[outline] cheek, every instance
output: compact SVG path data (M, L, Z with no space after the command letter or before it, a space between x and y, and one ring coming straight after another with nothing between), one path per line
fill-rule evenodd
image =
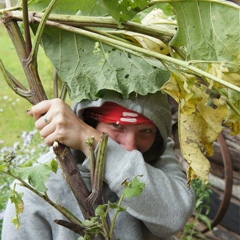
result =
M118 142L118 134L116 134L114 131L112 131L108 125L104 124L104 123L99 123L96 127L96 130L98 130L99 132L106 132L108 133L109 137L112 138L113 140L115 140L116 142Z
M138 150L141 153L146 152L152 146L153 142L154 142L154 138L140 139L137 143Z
--
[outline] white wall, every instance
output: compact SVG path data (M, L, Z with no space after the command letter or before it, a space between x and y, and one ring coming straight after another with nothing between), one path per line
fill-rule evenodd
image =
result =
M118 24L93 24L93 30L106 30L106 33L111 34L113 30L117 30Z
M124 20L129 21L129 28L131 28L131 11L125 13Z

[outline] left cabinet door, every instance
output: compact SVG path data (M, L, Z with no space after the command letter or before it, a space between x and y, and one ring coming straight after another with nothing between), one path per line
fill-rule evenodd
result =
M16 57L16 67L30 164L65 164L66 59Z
...
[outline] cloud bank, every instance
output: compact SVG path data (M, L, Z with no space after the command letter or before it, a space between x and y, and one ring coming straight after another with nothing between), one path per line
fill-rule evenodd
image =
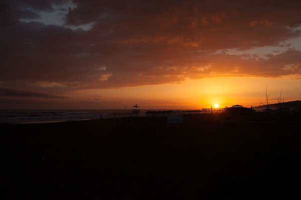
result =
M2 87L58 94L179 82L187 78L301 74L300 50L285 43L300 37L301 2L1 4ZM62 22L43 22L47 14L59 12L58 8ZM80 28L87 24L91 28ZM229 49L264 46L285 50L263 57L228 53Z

What is being asked -
Switch "cloud bank" to "fog bank" in the part of the items that opens with the line containing "[outline] cloud bank, every instance" and closes with the line containing "M2 87L58 94L179", leaving every other word as it is. Give back only those lines, without the pictures.

Response for this exercise -
[outline] fog bank, every instance
output: compact SVG path data (M, L, Z with no space after the command letter or before it, a space between x and y, and one ring coming straight after another with nothing between), one path per line
fill-rule evenodd
image =
result =
M2 87L58 94L179 82L187 78L301 74L300 50L285 43L300 37L301 2L1 4ZM62 22L43 22L47 14L59 12L58 8ZM80 28L87 24L91 28ZM229 49L264 46L285 50L263 57L228 53Z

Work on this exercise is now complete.